DOCUMENT SEGMENT »
Sex, swords and dragons: TV plunders Dark Ages for next heroic hit

Bastard
A scene from the TV drama The Bastard Executioner. Photograph: Observer

Move over Thomas Cromwell and Henry VIII: the heroes of this season’s historical television are more likely to be sword-wielding warriors from the Dark Ages battling the occasional dragon.

The runaway success of HBO’s Game of Thrones – as well as the BBC’s Wolf Hall and Showtime’s hit series The Tudors – is encouraging the BBC and ITV to look back even further in British history for a lavish new set of dramas starring heroic but flawed heroes alongside plenty of gore and pillage.

October sees the start of The Last Kingdom on BBC2, produced by the makers of Downton Abbey. It’s a battle-packed ninth-century story of struggles between the Anglo-Saxons and Danes, with Alfred the Great saving Wessex and, ultimately, English society. “It caught my imagination,” said the executive producer, Gareth Neame of Carnival Films.

WORK ORDER 1 » Copy the records from their start through the line that contains "129L492 240L597 170L198", including both ends, and leave the pictures out of your answer.

DATA EXTRACT »
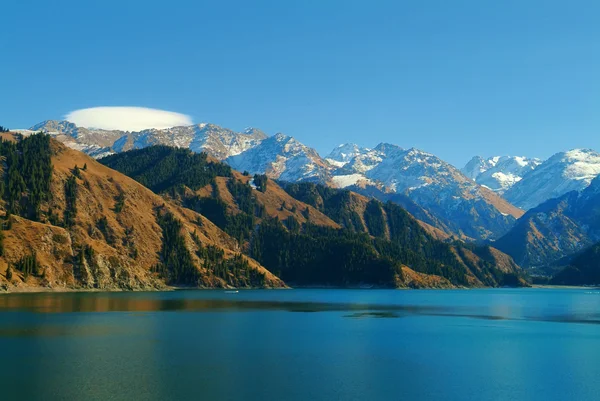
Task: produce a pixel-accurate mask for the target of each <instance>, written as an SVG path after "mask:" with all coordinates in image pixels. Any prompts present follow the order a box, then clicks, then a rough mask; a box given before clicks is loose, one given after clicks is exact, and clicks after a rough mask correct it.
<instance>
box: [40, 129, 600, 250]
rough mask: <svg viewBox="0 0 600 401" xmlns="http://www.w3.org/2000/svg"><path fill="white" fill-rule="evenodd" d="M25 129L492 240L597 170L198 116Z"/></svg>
mask: <svg viewBox="0 0 600 401" xmlns="http://www.w3.org/2000/svg"><path fill="white" fill-rule="evenodd" d="M30 130H31V131H34V132H37V131H42V132H45V133H48V134H50V135H51V136H53V137H55V138H56V139H58V140H60V141H61V142H63V143H65V144H66V145H67V146H69V147H72V148H74V149H78V150H82V151H84V152H85V153H88V154H89V155H91V156H93V157H96V158H99V157H103V156H107V155H109V154H113V153H120V152H123V151H127V150H131V149H141V148H144V147H147V146H150V145H169V146H176V147H182V148H187V149H190V150H192V151H194V152H206V153H207V154H208V155H210V156H211V157H214V158H216V159H217V160H221V161H225V162H226V163H227V164H229V165H231V166H232V167H233V168H235V169H237V170H239V171H248V172H249V173H251V174H262V173H264V174H266V175H267V176H268V177H269V178H272V179H276V180H280V181H287V182H303V181H308V182H314V183H320V184H324V185H328V186H331V187H336V188H347V189H351V190H353V191H356V192H359V193H362V194H364V195H367V196H374V197H376V198H378V199H380V200H383V201H387V200H392V201H394V202H396V203H399V204H401V205H402V206H404V207H405V208H406V209H407V210H409V211H410V212H411V213H413V214H414V215H415V216H417V217H418V218H419V219H421V220H423V221H425V222H427V223H428V224H430V225H433V226H434V227H436V228H438V229H440V230H442V231H444V232H445V233H447V234H449V235H452V236H455V237H456V238H462V239H466V240H475V241H481V240H495V239H498V238H500V237H502V236H503V235H505V234H506V233H508V232H509V230H510V229H511V228H512V227H513V226H514V225H515V222H516V220H517V219H518V218H519V217H521V216H522V215H523V213H524V211H526V210H528V209H531V208H533V207H535V206H537V205H538V204H540V203H543V202H544V201H546V200H548V199H551V198H554V197H558V196H561V195H564V194H565V193H567V192H569V191H571V190H582V189H584V188H585V187H586V186H587V185H589V183H590V182H591V179H592V178H594V176H596V175H598V173H600V156H599V155H598V154H597V153H596V152H594V151H593V150H587V149H582V150H573V151H569V152H563V153H559V154H557V155H555V156H553V157H551V158H550V159H548V160H546V161H541V160H539V159H535V158H527V157H511V156H501V157H500V156H495V157H490V158H487V159H484V158H482V157H475V158H473V159H472V160H471V161H470V162H469V163H467V165H466V166H465V167H464V168H462V169H458V168H456V167H454V166H452V165H451V164H449V163H447V162H445V161H443V160H441V159H439V158H438V157H436V156H435V155H432V154H430V153H427V152H425V151H422V150H419V149H415V148H410V149H404V148H401V147H400V146H397V145H394V144H388V143H381V144H379V145H377V146H376V147H375V148H372V149H370V148H363V147H360V146H358V145H355V144H343V145H340V146H339V147H336V148H335V149H333V150H332V152H331V153H330V154H328V155H327V156H325V157H322V156H320V155H319V154H318V152H316V151H315V150H314V149H312V148H310V147H309V146H306V145H305V144H302V143H301V142H299V141H298V140H296V139H294V138H293V137H290V136H287V135H284V134H276V135H273V136H268V135H266V134H265V133H264V132H262V131H260V130H258V129H255V128H248V129H246V130H244V131H243V132H235V131H233V130H229V129H227V128H222V127H219V126H217V125H214V124H206V123H202V124H197V125H192V126H184V127H173V128H168V129H148V130H143V131H139V132H127V131H119V130H113V131H107V130H99V129H89V128H83V127H77V126H76V125H74V124H72V123H70V122H67V121H53V120H50V121H45V122H42V123H40V124H37V125H35V126H33V127H31V129H30Z"/></svg>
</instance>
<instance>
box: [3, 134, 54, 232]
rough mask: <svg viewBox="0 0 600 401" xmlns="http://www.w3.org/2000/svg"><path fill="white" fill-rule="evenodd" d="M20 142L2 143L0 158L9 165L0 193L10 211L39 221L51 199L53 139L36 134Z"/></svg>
mask: <svg viewBox="0 0 600 401" xmlns="http://www.w3.org/2000/svg"><path fill="white" fill-rule="evenodd" d="M18 139H20V140H18V141H17V142H11V141H4V140H3V141H1V142H0V156H2V158H3V159H4V160H5V162H6V171H5V172H6V174H4V180H3V181H2V183H1V184H0V193H1V194H2V198H3V199H4V200H5V201H6V210H7V211H9V212H10V213H14V214H16V215H19V216H23V217H26V218H29V219H31V220H35V221H40V218H41V206H42V203H43V202H46V201H48V200H50V198H51V193H50V180H51V178H52V163H51V159H50V158H51V150H50V137H49V136H47V135H44V134H35V135H31V136H29V137H27V138H22V137H20V136H19V137H18Z"/></svg>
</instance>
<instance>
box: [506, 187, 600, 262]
mask: <svg viewBox="0 0 600 401" xmlns="http://www.w3.org/2000/svg"><path fill="white" fill-rule="evenodd" d="M599 240H600V177H597V178H596V179H594V180H593V181H592V183H591V184H590V185H589V186H588V187H587V188H585V189H584V190H583V191H581V192H579V191H572V192H569V193H567V194H565V195H563V196H561V197H559V198H555V199H550V200H548V201H546V202H544V203H542V204H541V205H539V206H537V207H535V208H533V209H531V210H529V211H528V212H527V213H526V214H525V215H524V216H523V217H521V219H519V220H518V222H517V224H516V225H515V227H514V228H513V229H512V230H511V231H509V232H508V233H507V234H506V235H505V236H503V237H502V238H500V239H499V240H498V241H496V242H495V243H494V246H496V247H497V248H498V249H501V250H502V251H504V252H506V253H507V254H509V255H511V256H512V257H513V258H514V259H515V260H516V261H517V263H519V264H520V265H522V266H523V267H544V266H547V265H550V264H553V263H555V262H557V261H559V260H560V259H562V258H564V257H566V256H568V255H571V254H573V253H576V252H578V251H580V250H582V249H583V248H585V247H586V246H589V245H591V244H592V243H594V242H596V241H599Z"/></svg>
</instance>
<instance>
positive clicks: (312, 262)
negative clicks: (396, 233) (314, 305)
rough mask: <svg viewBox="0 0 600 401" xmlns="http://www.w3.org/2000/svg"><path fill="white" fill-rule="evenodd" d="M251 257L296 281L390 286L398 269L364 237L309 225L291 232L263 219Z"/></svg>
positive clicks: (282, 274) (333, 283)
mask: <svg viewBox="0 0 600 401" xmlns="http://www.w3.org/2000/svg"><path fill="white" fill-rule="evenodd" d="M251 255H252V256H253V257H254V258H255V259H256V260H258V261H259V262H261V263H262V264H263V265H264V266H265V267H266V268H268V269H269V270H271V271H272V272H275V273H276V274H278V275H279V276H280V277H281V278H282V279H283V280H285V281H287V282H289V283H293V284H299V285H310V284H326V285H344V286H345V285H358V284H363V283H366V284H375V285H381V286H390V287H391V286H393V285H394V279H395V277H401V275H402V270H401V267H400V265H399V264H398V263H397V262H394V261H392V260H391V259H389V258H386V257H384V256H381V255H380V254H379V253H378V252H377V251H376V249H375V247H374V246H373V243H372V241H371V239H370V238H369V236H368V235H366V234H358V233H352V232H350V231H348V230H336V229H333V228H325V227H319V226H314V225H305V226H304V229H303V231H302V232H301V233H299V232H296V233H293V232H290V231H289V230H287V229H286V228H285V227H284V226H283V224H281V223H280V222H279V221H278V220H277V219H270V218H268V219H265V221H263V223H262V224H261V225H260V227H259V229H258V230H257V233H256V235H255V236H254V238H253V240H252V246H251Z"/></svg>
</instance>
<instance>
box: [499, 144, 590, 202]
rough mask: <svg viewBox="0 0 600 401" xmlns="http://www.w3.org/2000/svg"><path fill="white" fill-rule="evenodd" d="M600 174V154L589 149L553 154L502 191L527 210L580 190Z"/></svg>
mask: <svg viewBox="0 0 600 401" xmlns="http://www.w3.org/2000/svg"><path fill="white" fill-rule="evenodd" d="M599 174H600V154H599V153H598V152H596V151H594V150H591V149H574V150H571V151H568V152H561V153H557V154H555V155H554V156H552V157H551V158H549V159H548V160H546V161H545V162H543V163H542V164H540V165H539V166H538V167H537V168H536V169H535V170H533V171H531V172H530V173H528V174H526V175H525V176H524V177H523V179H522V180H520V181H518V182H517V183H515V184H514V185H513V186H512V187H511V188H510V189H509V190H507V191H506V192H505V193H504V197H505V198H506V199H507V200H508V201H509V202H511V203H512V204H514V205H516V206H518V207H520V208H522V209H525V210H528V209H531V208H533V207H535V206H537V205H539V204H541V203H543V202H545V201H547V200H548V199H552V198H557V197H560V196H562V195H564V194H566V193H567V192H570V191H581V190H583V189H584V188H586V187H587V186H588V185H590V182H591V181H592V180H593V179H594V178H595V177H596V176H598V175H599Z"/></svg>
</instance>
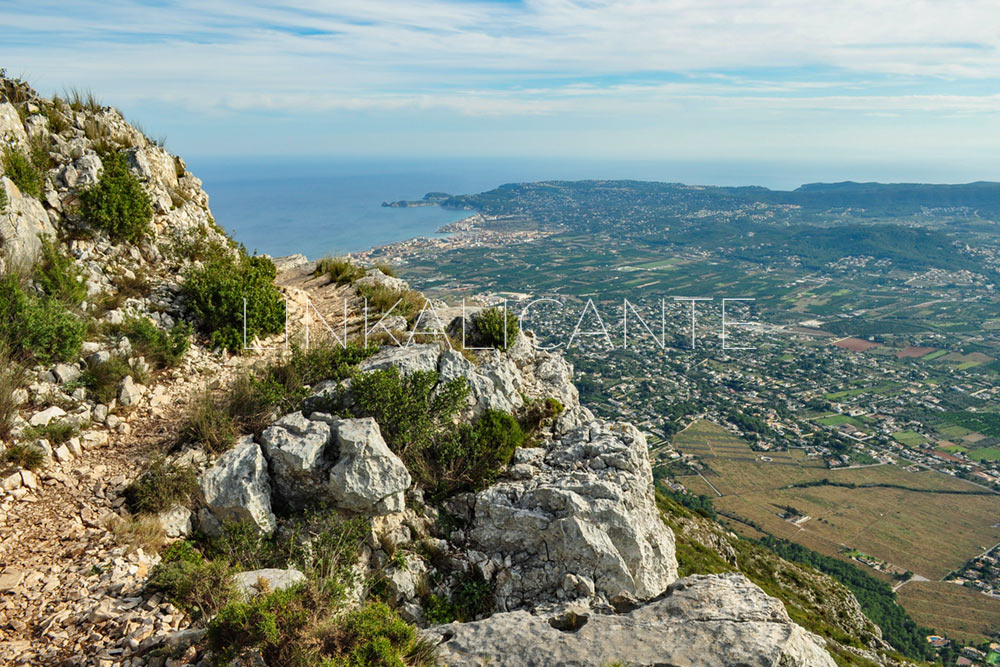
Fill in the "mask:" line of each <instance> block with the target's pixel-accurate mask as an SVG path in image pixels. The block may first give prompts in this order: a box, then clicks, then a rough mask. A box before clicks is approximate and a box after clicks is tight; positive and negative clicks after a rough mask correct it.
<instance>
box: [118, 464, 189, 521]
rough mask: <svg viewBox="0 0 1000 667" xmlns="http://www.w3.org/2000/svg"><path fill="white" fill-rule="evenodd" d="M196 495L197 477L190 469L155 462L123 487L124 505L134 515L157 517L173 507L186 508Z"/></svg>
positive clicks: (177, 465) (170, 464)
mask: <svg viewBox="0 0 1000 667" xmlns="http://www.w3.org/2000/svg"><path fill="white" fill-rule="evenodd" d="M197 493H198V475H197V473H195V471H194V469H193V468H191V467H190V466H178V465H174V464H172V463H167V462H166V461H164V460H163V459H156V460H154V461H152V462H151V463H150V464H149V465H148V466H147V467H146V470H145V471H144V472H143V473H142V474H141V475H139V477H138V478H136V480H135V481H133V482H132V483H131V484H129V485H128V486H127V487H125V504H126V506H127V507H128V508H129V511H131V512H133V513H136V514H138V513H143V514H159V513H160V512H164V511H166V510H168V509H170V508H172V507H174V506H175V505H187V504H188V503H190V502H191V500H192V498H194V497H195V495H196V494H197Z"/></svg>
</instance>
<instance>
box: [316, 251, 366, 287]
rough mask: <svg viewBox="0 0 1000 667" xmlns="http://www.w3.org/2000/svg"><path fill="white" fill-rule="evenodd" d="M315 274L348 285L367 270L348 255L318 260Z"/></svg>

WORK ORDER 2 » Reproduce the entire article about television dramas set in the Dark Ages word for word.

ANSWER 1 »
Task: produce a pixel-accurate mask for the target of each <instance>, written as an SVG path after "mask:" with all coordinates in image pixels. Any prompts present follow the order a box, then clicks, then a rough mask; a box given before clicks is loose, one given after clicks is exact, and clicks after a rough mask correct it.
<instance>
box: [40, 129, 600, 250]
rough mask: <svg viewBox="0 0 600 401" xmlns="http://www.w3.org/2000/svg"><path fill="white" fill-rule="evenodd" d="M25 129L492 240L597 170L198 116Z"/></svg>

ANSWER 2 »
Sex, swords and dragons: TV plunders Dark Ages for next heroic hit

Bastard
A scene from the TV drama The Bastard Executioner. Photograph: Observer

Move over Thomas Cromwell and Henry VIII: the heroes of this season’s historical television are more likely to be sword-wielding warriors from the Dark Ages battling the occasional dragon.

The runaway success of HBO’s Game of Thrones – as well as the BBC’s Wolf Hall and Showtime’s hit series The Tudors – is encouraging the BBC and ITV to look back even further in British history for a lavish new set of dramas starring heroic but flawed heroes alongside plenty of gore and pillage.

October sees the start of The Last Kingdom on BBC2, produced by the makers of Downton Abbey. It’s a battle-packed ninth-century story of struggles between the Anglo-Saxons and Danes, with Alfred the Great saving Wessex and, ultimately, English society. “It caught my imagination,” said the executive producer, Gareth Neame of Carnival Films.